| TEXTO EXTRAÍDO |
⁂

A dramaturga Annie Baker é obcecada por pausas.
Na introdução à sua peça Circle Mirror Transformation (e repete-se na introdução às seguintes), vai à minúcia de indicar quanto tempo devem durar («uma pausa deve ter pelo menos dois segundos»; «uma pausa longa deve ter aproximadamente quatro segundos»). E avisa os actores cheios de vontade de se apressarem:
«Sem os silêncios, a peça é uma sátira, e com os seus silêncios é, espero, uma pequena e estranha meditação naturalista sobre o teatro, a vida, a morte e a passagem do tempo.»
Curiosamente, esse é um dos defeitos de Janet Planet, a primeira longa-metragem de Baker (que já escreveu oito peças de teatro1): pende de mais para a sátira. O problema nem serão as pausas: o filme é rico em silêncios; aliás, é bem menos palavroso do que qualquer das peças da dramaturga.
Talvez esteja nas personagens daquele mundo meio hippie, meio new age e totalmente Thoreau2 — a mãe acupunturista; a amiga que acabou de abandonar um «culto»; o namorado monossilábico; o artista manipulador; até mesmo Lacy, a protagonista pré-adolescente que nos guia —, que roçam perigosamente a caricatura.

⁂

| INSTRUÇÃO 1 |
Cite o trecho do texto sobre Annie Baker que começa em "Curiosamente, esse é" e termina em "perigosamente a caricatura.".
| INSTRUÇÃO 2 |
Segundo o texto sobre Annie Baker, quanto tempo deve durar, no mínimo, uma pausa?
| INSTRUÇÃO 3 |
Escreva a continuação do texto sobre Annie Baker a partir do ponto em que ele para.

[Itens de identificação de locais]
⁂

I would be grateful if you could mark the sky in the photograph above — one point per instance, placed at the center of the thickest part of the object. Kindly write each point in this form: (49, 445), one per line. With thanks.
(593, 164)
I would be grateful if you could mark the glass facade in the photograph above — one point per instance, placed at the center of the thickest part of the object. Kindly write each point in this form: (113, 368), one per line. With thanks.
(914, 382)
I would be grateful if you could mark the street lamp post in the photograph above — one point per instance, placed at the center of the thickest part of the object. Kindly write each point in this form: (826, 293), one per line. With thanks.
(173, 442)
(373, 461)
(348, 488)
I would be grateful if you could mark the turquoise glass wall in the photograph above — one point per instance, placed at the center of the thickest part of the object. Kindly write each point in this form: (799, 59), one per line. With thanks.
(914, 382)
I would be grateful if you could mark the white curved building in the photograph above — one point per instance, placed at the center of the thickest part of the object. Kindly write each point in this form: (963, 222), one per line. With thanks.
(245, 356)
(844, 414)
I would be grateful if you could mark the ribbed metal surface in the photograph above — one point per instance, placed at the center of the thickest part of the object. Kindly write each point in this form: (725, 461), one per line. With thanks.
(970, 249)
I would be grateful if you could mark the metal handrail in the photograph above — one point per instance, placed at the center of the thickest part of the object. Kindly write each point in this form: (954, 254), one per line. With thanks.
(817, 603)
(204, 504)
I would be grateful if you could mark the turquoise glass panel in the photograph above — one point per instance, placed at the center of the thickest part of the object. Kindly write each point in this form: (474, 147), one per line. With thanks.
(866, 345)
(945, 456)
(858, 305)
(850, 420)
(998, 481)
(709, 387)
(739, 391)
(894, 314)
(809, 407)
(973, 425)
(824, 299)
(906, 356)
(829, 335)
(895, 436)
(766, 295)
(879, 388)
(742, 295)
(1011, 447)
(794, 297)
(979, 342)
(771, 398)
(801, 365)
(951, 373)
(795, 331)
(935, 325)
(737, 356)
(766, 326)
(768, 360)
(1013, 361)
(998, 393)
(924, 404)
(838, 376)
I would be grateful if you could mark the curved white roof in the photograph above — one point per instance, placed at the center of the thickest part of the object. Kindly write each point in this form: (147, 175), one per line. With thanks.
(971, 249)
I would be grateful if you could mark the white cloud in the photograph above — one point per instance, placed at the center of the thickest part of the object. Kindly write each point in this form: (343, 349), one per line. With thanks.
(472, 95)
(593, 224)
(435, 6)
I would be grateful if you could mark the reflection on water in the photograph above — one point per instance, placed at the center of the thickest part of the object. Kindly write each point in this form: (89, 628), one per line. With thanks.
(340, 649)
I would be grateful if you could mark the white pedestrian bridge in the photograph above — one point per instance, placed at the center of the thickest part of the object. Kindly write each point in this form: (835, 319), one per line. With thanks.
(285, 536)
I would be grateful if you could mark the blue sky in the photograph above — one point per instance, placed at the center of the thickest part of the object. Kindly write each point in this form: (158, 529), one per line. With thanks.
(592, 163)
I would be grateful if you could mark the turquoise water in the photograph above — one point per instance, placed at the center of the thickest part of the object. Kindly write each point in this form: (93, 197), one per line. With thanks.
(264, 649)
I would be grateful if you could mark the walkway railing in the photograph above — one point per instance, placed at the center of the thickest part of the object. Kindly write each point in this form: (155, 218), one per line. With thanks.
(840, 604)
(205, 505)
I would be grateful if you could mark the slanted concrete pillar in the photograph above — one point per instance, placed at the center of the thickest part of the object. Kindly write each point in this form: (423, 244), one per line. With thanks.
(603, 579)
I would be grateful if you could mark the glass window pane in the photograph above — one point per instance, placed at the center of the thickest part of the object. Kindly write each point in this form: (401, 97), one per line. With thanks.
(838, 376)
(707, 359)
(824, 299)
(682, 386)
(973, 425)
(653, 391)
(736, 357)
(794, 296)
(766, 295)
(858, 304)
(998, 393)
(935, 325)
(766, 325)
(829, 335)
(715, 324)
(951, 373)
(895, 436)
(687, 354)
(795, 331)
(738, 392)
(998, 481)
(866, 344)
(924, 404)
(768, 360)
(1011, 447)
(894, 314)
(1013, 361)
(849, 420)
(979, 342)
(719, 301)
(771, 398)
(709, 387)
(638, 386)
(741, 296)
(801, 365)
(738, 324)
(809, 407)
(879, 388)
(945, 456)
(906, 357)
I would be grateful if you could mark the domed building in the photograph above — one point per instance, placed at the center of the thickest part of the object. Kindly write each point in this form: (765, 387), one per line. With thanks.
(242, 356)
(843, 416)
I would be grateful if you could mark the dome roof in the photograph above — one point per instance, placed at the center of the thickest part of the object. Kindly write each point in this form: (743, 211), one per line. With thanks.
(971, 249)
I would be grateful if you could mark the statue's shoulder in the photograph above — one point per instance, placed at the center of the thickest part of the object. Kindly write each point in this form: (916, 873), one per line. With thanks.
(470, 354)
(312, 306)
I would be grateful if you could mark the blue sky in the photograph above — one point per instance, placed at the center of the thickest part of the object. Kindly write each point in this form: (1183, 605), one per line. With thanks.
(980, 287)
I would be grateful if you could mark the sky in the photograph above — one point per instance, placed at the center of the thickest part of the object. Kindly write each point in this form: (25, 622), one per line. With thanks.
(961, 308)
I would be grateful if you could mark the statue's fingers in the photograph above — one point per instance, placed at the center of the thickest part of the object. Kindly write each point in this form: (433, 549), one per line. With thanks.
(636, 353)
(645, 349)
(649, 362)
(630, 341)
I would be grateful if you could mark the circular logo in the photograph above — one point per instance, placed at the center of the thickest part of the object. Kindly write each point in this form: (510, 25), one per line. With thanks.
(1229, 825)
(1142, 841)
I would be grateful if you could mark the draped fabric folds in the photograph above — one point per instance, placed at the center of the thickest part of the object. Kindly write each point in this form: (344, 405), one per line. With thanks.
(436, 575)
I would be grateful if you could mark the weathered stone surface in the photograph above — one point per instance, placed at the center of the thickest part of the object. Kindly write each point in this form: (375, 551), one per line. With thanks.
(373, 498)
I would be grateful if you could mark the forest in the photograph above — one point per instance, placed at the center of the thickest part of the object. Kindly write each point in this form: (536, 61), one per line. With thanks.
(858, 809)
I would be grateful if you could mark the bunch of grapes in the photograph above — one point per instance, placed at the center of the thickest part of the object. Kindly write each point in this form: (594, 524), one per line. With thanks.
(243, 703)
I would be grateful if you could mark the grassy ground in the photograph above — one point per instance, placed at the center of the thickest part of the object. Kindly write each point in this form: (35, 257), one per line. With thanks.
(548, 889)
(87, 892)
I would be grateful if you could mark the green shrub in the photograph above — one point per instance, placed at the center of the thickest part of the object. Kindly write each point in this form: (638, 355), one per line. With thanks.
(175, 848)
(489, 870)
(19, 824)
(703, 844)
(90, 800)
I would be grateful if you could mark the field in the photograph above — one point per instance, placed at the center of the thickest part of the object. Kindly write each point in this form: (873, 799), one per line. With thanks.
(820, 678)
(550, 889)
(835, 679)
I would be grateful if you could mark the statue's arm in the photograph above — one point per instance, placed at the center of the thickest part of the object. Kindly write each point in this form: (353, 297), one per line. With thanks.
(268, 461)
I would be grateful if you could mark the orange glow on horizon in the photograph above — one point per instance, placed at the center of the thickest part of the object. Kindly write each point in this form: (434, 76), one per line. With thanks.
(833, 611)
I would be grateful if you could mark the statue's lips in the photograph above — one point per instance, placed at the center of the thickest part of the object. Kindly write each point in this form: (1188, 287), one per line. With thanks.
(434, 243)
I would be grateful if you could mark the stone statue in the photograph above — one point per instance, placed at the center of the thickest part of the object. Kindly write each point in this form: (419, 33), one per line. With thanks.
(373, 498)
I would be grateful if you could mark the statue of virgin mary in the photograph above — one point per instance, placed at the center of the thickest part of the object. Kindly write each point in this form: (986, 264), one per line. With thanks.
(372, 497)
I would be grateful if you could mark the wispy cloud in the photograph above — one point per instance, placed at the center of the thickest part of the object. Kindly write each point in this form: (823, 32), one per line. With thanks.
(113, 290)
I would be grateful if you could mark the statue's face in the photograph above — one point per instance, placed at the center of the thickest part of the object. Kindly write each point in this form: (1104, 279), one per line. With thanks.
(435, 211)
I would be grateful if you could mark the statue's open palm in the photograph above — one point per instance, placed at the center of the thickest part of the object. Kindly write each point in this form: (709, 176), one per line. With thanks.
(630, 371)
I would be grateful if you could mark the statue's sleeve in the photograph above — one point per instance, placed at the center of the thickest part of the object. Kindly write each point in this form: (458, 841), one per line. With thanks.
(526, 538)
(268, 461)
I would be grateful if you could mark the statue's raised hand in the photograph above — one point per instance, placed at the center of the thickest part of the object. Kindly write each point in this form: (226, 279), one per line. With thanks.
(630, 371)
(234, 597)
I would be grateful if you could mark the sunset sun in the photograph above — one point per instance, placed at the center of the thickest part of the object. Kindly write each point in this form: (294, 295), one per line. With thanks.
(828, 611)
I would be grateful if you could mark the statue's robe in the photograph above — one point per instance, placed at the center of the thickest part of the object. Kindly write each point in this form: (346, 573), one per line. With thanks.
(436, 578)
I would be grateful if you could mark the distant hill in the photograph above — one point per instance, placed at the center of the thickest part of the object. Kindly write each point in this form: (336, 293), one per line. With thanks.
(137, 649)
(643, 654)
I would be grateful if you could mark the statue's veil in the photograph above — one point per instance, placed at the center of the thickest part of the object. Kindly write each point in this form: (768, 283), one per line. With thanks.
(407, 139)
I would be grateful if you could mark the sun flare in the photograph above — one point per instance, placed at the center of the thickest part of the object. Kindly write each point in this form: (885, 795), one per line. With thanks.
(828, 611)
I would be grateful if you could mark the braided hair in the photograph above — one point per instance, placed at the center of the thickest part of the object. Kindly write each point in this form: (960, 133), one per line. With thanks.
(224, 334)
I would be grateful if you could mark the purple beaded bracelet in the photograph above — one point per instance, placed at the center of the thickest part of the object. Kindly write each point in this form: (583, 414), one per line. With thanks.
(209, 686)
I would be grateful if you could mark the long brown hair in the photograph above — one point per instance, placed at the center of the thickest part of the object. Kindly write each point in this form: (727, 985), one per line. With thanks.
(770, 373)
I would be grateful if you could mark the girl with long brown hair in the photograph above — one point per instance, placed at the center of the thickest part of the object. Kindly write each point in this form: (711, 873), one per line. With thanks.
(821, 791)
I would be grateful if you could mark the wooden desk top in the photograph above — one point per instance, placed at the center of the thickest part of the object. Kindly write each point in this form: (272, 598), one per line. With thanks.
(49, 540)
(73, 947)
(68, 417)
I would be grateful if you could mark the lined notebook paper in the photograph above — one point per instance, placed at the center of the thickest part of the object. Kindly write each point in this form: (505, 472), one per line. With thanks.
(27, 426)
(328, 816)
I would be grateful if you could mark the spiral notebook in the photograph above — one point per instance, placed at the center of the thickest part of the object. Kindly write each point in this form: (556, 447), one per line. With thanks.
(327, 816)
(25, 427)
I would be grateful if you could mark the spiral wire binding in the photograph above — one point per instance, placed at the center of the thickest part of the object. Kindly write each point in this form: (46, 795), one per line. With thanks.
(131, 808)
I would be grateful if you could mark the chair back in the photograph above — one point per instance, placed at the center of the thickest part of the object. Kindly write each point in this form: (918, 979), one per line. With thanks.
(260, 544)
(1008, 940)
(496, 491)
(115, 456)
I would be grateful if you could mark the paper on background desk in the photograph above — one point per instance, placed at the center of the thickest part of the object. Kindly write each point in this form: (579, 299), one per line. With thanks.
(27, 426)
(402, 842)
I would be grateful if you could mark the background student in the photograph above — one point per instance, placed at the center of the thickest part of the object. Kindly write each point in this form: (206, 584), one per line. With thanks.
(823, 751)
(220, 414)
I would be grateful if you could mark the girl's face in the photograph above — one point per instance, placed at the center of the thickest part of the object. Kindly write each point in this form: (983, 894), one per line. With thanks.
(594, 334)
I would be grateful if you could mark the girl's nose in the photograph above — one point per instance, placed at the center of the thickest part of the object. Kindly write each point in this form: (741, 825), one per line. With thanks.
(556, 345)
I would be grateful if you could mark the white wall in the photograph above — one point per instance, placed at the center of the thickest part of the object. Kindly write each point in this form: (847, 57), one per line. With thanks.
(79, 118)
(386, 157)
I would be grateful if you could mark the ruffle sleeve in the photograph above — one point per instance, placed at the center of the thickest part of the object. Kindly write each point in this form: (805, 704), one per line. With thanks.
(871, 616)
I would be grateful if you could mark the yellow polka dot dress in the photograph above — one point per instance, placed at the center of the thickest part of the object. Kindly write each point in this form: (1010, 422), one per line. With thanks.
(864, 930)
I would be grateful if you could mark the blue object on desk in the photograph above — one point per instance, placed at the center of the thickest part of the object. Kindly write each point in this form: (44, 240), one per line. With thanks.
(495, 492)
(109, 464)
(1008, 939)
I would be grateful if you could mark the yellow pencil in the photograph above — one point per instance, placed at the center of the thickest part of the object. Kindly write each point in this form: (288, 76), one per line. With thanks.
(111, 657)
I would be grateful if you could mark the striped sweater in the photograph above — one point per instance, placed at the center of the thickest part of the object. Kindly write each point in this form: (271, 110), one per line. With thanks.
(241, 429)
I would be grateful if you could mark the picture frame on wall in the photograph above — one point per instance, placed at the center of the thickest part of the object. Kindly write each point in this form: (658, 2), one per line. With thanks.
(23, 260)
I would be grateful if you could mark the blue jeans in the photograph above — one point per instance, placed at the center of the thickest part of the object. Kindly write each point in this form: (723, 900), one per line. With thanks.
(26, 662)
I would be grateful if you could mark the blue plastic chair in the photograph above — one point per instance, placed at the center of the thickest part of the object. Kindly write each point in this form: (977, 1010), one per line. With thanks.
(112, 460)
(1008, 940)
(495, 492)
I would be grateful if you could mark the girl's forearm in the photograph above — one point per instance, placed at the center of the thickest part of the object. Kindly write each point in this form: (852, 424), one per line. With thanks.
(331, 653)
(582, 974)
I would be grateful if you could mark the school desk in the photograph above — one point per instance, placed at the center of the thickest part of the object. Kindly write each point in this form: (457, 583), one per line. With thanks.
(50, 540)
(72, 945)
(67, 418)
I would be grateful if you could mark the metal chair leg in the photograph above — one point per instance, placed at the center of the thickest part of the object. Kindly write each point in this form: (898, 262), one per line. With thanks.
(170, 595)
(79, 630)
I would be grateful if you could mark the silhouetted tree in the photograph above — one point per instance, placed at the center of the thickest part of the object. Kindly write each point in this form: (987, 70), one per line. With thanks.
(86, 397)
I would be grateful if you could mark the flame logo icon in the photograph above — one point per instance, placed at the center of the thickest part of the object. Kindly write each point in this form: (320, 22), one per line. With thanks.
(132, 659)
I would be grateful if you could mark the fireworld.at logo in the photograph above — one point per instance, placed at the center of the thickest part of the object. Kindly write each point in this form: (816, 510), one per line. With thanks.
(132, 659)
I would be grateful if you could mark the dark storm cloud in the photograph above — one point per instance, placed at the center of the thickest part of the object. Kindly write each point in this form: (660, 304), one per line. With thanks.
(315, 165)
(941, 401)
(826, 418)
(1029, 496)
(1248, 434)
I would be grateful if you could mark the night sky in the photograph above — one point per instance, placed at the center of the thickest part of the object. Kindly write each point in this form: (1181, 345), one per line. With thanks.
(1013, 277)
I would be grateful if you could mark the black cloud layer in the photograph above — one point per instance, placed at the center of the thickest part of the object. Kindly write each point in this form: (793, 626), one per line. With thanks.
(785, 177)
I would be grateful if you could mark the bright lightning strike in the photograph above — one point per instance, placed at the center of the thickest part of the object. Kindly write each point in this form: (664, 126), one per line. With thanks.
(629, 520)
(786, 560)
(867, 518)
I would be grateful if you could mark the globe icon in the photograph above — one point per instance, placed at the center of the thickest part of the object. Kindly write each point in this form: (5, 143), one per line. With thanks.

⁂

| RESPOSTA 1 |
Curiosamente, esse é um dos defeitos de Janet Planet, a primeira longa-metragem de Baker (que já escreveu oito peças de teatro1): pende de mais para a sátira. O problema nem serão as pausas: o filme é rico em silêncios; aliás, é bem menos palavroso do que qualquer das peças da dramaturga.
Talvez esteja nas personagens daquele mundo meio hippie, meio new age e totalmente Thoreau2 — a mãe acupunturista; a amiga que acabou de abandonar um «culto»; o namorado monossilábico; o artista manipulador; até mesmo Lacy, a protagonista pré-adolescente que nos guia —, que roçam perigosamente a caricatura.

| RESPOSTA 2 |
Pelo menos dois segundos.

| RESPOSTA 3 |
Percebe-se que Baker desenhou as personagens para os actores brilharem — Janet Planet é um filme de actores, no sentido que é feito e pensado para eles — e terá exagerado no traço. Os actores devem adorá-la. Elias Koteas, Will Patton e Sophie Okonedo parecem estar a divertir-se bastante. E Annie Baker oferece à pequena Zoe Ziegler (que não se importa minimamente de ser desagradável, o que é extraordinário numa criança) e a Julianne Nicholson (que consegue conservar o mistério à flor daquela pele sardenta) dois papelões. Mas o filme sofre com isso. Nunca senti esse «traço grosso» nas personagens das suas peças.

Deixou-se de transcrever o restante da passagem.